## BEGIN Recorded data

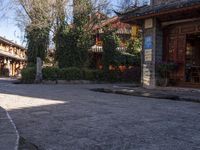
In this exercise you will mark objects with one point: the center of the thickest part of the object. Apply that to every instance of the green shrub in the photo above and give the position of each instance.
(28, 74)
(50, 73)
(71, 73)
(88, 74)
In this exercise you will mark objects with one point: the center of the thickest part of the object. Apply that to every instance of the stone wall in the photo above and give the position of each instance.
(157, 2)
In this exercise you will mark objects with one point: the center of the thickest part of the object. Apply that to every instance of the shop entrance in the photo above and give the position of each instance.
(193, 58)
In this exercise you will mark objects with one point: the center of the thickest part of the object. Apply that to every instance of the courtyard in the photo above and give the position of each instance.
(72, 117)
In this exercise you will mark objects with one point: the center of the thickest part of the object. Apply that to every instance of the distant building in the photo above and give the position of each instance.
(171, 33)
(12, 58)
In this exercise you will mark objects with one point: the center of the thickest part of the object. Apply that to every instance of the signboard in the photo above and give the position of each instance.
(148, 23)
(148, 42)
(146, 75)
(148, 55)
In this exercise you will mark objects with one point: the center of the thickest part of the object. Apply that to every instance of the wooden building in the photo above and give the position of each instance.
(123, 31)
(171, 33)
(12, 58)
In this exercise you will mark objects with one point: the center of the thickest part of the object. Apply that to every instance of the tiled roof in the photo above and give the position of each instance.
(148, 10)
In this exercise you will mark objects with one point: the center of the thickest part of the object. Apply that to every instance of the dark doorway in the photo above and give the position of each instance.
(193, 58)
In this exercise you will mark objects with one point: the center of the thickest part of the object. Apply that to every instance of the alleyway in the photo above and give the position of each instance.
(71, 117)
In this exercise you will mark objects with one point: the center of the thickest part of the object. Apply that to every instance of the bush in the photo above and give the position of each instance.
(50, 73)
(133, 74)
(28, 74)
(71, 73)
(88, 74)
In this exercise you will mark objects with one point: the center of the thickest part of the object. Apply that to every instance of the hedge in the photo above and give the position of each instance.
(28, 74)
(73, 73)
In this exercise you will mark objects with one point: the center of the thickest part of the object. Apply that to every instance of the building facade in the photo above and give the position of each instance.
(171, 33)
(12, 58)
(122, 30)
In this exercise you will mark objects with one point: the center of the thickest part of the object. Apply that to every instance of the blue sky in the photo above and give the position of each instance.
(9, 29)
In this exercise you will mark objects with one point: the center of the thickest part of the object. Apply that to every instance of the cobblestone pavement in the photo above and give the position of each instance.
(71, 117)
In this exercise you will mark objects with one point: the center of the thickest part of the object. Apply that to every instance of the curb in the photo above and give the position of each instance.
(10, 133)
(147, 95)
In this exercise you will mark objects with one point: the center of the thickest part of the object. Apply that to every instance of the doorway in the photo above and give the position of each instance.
(193, 58)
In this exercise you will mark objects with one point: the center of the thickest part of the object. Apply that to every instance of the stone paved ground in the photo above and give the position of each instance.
(8, 134)
(71, 117)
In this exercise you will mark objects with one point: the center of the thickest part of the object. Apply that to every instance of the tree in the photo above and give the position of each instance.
(110, 44)
(73, 41)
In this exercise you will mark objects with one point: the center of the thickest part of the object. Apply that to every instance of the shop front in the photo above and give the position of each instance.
(171, 34)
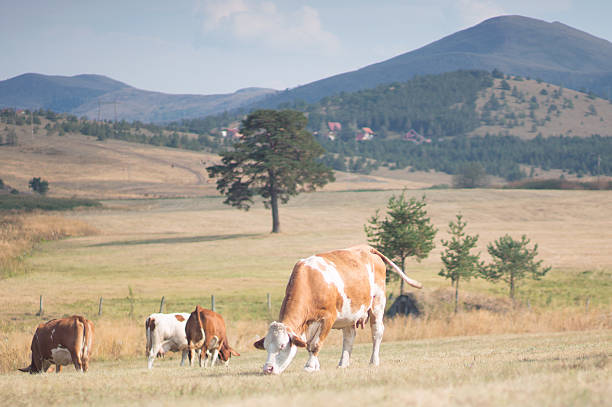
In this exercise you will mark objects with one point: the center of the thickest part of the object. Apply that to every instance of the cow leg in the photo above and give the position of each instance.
(376, 324)
(348, 337)
(191, 354)
(214, 357)
(203, 354)
(76, 359)
(315, 335)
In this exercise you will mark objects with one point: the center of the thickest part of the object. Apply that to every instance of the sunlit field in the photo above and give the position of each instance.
(562, 369)
(556, 337)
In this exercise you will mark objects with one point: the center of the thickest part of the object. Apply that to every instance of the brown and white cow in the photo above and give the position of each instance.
(340, 289)
(62, 342)
(166, 333)
(205, 330)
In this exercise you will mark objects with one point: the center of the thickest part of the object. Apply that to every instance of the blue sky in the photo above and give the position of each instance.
(219, 46)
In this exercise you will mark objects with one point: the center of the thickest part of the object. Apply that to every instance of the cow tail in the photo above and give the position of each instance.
(396, 269)
(201, 326)
(87, 343)
(148, 334)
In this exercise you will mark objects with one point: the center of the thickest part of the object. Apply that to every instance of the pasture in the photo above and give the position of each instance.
(557, 352)
(562, 369)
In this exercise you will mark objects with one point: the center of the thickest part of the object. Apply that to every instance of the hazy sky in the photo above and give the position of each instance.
(219, 46)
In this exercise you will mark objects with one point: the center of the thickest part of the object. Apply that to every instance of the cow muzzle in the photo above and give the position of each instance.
(270, 369)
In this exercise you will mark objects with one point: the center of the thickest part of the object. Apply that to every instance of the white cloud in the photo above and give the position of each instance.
(475, 11)
(258, 21)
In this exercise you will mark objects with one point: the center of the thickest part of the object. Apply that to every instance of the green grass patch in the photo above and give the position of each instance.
(560, 184)
(32, 202)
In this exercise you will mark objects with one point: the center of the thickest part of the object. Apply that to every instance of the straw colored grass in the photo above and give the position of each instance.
(565, 369)
(121, 339)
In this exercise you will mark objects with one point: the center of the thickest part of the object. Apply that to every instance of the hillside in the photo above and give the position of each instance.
(553, 52)
(527, 108)
(464, 102)
(100, 97)
(83, 166)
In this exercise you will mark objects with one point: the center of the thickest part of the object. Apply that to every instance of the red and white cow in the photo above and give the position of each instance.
(166, 333)
(62, 342)
(205, 331)
(340, 289)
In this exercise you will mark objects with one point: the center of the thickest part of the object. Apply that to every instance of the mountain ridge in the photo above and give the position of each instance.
(512, 44)
(551, 51)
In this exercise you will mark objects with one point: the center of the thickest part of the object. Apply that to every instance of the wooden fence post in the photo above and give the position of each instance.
(40, 308)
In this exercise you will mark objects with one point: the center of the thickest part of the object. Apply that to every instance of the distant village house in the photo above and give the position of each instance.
(415, 137)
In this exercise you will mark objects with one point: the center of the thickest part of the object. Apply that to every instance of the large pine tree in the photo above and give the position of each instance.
(276, 158)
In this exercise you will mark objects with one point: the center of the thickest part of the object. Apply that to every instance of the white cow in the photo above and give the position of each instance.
(166, 332)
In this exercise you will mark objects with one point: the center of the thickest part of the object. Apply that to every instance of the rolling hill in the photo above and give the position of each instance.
(97, 96)
(553, 52)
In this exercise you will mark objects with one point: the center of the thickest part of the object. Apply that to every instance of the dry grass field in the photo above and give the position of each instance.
(81, 166)
(563, 369)
(131, 252)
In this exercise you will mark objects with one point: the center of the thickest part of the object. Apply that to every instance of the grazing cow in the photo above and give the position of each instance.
(205, 330)
(62, 342)
(340, 289)
(166, 332)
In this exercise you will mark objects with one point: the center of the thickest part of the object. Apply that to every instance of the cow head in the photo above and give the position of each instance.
(281, 344)
(226, 351)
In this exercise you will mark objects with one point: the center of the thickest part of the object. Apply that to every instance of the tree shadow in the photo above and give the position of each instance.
(176, 240)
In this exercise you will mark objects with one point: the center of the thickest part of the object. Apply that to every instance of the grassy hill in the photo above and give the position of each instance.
(83, 166)
(557, 111)
(100, 97)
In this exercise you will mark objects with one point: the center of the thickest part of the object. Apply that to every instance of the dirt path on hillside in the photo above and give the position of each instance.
(201, 180)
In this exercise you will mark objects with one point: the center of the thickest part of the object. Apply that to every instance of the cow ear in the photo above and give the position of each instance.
(259, 344)
(294, 339)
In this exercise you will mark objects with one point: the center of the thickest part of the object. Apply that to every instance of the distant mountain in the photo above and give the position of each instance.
(99, 96)
(553, 52)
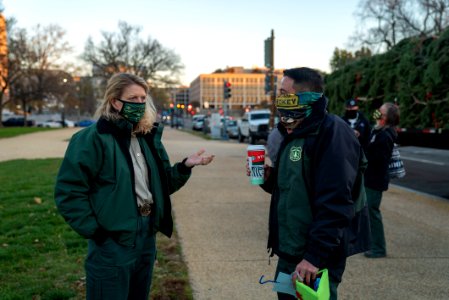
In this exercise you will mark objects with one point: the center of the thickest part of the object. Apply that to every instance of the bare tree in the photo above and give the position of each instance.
(125, 51)
(383, 23)
(36, 59)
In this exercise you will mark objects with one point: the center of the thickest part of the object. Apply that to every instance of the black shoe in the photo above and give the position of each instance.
(370, 254)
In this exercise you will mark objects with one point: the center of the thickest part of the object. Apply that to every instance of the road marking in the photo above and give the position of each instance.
(423, 160)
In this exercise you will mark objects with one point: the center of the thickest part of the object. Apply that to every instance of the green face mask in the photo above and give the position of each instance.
(132, 111)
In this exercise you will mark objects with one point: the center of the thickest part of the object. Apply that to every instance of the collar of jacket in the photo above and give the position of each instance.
(310, 124)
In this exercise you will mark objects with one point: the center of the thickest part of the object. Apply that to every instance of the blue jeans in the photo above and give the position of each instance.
(118, 272)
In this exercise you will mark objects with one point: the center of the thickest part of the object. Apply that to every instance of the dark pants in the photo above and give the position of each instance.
(118, 272)
(288, 268)
(377, 228)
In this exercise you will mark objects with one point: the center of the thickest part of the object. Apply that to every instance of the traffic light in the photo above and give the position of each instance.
(227, 89)
(268, 83)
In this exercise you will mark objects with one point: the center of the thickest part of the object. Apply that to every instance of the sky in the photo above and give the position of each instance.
(206, 34)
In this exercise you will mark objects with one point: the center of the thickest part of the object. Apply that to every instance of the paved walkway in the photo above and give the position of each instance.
(222, 222)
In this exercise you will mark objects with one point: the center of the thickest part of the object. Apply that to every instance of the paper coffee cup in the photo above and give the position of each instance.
(256, 161)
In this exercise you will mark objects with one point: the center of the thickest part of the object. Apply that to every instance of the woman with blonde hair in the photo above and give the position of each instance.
(113, 188)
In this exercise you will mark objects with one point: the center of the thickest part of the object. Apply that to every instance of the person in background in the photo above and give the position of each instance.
(357, 121)
(378, 153)
(113, 188)
(313, 211)
(274, 141)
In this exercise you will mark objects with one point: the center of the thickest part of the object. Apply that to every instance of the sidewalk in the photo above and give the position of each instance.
(222, 222)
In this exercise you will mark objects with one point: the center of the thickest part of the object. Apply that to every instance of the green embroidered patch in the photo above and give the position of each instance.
(295, 153)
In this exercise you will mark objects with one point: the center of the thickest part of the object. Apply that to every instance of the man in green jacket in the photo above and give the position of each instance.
(318, 212)
(114, 188)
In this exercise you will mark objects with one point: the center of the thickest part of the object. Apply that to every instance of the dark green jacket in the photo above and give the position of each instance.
(318, 207)
(95, 186)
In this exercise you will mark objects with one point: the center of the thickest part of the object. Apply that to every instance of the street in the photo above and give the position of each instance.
(427, 170)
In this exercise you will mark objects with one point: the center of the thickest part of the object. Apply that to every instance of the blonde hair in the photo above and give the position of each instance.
(114, 89)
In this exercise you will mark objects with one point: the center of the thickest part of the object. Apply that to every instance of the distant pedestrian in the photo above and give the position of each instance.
(316, 219)
(114, 188)
(357, 121)
(378, 153)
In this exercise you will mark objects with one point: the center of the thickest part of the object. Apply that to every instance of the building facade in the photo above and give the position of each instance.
(247, 89)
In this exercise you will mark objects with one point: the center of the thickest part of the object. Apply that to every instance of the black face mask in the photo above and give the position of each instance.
(351, 114)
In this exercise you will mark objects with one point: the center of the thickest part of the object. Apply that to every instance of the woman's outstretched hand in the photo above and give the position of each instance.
(198, 159)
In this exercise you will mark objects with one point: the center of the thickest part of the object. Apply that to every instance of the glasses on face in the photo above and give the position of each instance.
(135, 99)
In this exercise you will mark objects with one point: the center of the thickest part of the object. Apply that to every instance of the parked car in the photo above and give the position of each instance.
(232, 129)
(254, 125)
(69, 123)
(17, 122)
(49, 124)
(84, 123)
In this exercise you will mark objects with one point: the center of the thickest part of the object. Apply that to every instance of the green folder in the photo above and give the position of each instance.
(304, 292)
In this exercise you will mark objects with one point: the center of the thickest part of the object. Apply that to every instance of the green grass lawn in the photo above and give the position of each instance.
(6, 132)
(41, 257)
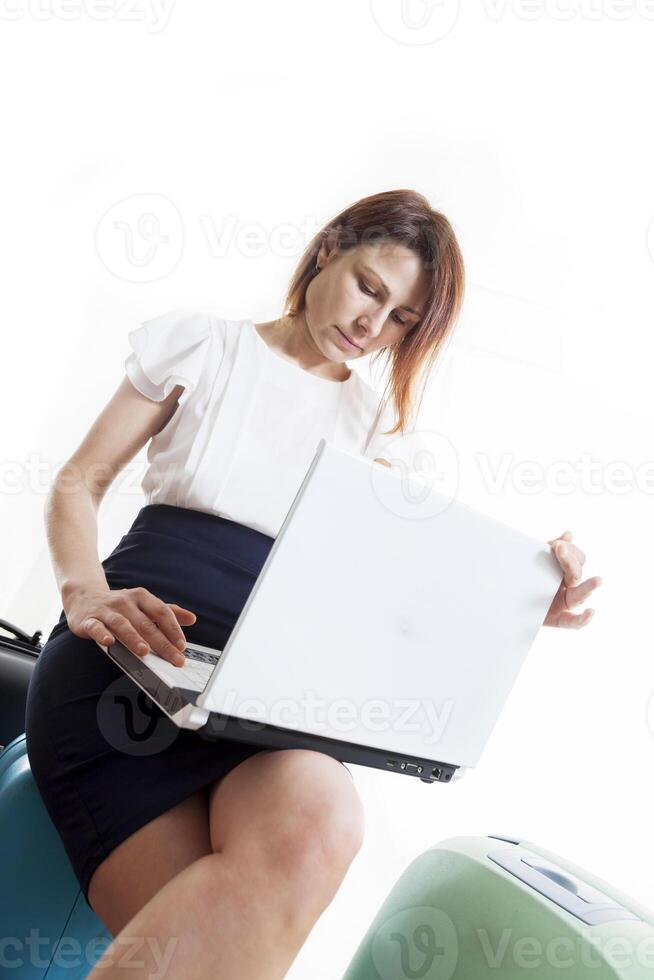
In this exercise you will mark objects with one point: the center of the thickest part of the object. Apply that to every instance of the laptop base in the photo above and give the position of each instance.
(272, 737)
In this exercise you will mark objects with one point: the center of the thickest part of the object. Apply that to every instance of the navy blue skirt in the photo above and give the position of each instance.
(105, 758)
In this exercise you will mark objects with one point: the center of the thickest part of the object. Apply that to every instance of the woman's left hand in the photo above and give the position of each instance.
(572, 591)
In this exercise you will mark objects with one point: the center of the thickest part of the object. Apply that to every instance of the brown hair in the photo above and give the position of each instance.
(406, 217)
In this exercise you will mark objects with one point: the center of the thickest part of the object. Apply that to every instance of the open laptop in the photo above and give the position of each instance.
(381, 633)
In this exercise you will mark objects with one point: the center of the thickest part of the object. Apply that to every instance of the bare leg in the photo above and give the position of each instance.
(245, 912)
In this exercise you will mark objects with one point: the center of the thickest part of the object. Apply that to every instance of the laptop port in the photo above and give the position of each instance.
(411, 767)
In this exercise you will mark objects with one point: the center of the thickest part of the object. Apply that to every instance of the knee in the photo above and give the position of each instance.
(320, 832)
(313, 829)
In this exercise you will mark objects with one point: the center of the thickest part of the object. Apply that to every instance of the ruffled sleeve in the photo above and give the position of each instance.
(169, 350)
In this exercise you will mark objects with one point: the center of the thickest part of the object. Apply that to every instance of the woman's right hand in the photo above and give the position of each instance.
(137, 618)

## END Recorded data

• **Objective**
Transcribe exactly the line containing "the laptop base" and all remaining lines of the material, ending with the last one.

• **Result for this task**
In this exercise you will mark objects with one point: the center of the thickest part of the object. Apply that to every instance of the laptop base in the photo above and give the position of each instance.
(272, 737)
In this exercise you will mark objects with one point: the center of the thickest part of the object. Apply that to every instance of the navy blue skirt in the photo above and give the position of each instance.
(105, 758)
In this exercise you will mark objects with one point: the center of the thickest part of the object. Apply that to every instance of the woman's left hand in the photo above and give the position of each instance.
(572, 591)
In this exercise you will mark objects with one point: the center of the thickest part of the object. Apply that to every instance of the brown hair in the photo above and give the position of each instance.
(406, 217)
In this exercise you will mark objects with one point: the center of the thickest part of the object. Apply that to every instance of the open laptop in the photo above and give the position of each instance.
(381, 633)
In this exercise you will mark objects with one point: the center of the thickest part of the object. Apply that to every instance of the bare leg in the photo above and give the position of each instance.
(245, 912)
In this exercise you will mark objects with one point: the center of the thickest part of the object. Apply that to every instance of the laptop port in the photo above and give the position of each instance.
(411, 767)
In this exercise you will mark objects with one point: the center of the thickest part of the object. Apply that to every instance of the knee in the photo above and give the position of each instance.
(320, 832)
(313, 829)
In this exercise you will mark objects with one point: the center of the thickest part of the object. Apply that to every instance of the ruffled sleeve in the photo above and give the position of each instance.
(169, 350)
In this exercise you will mark objects with one point: the center of the thickest part of the object. Apply that to every instance of the woman's right hand in the photo above and give the position of each instance.
(137, 618)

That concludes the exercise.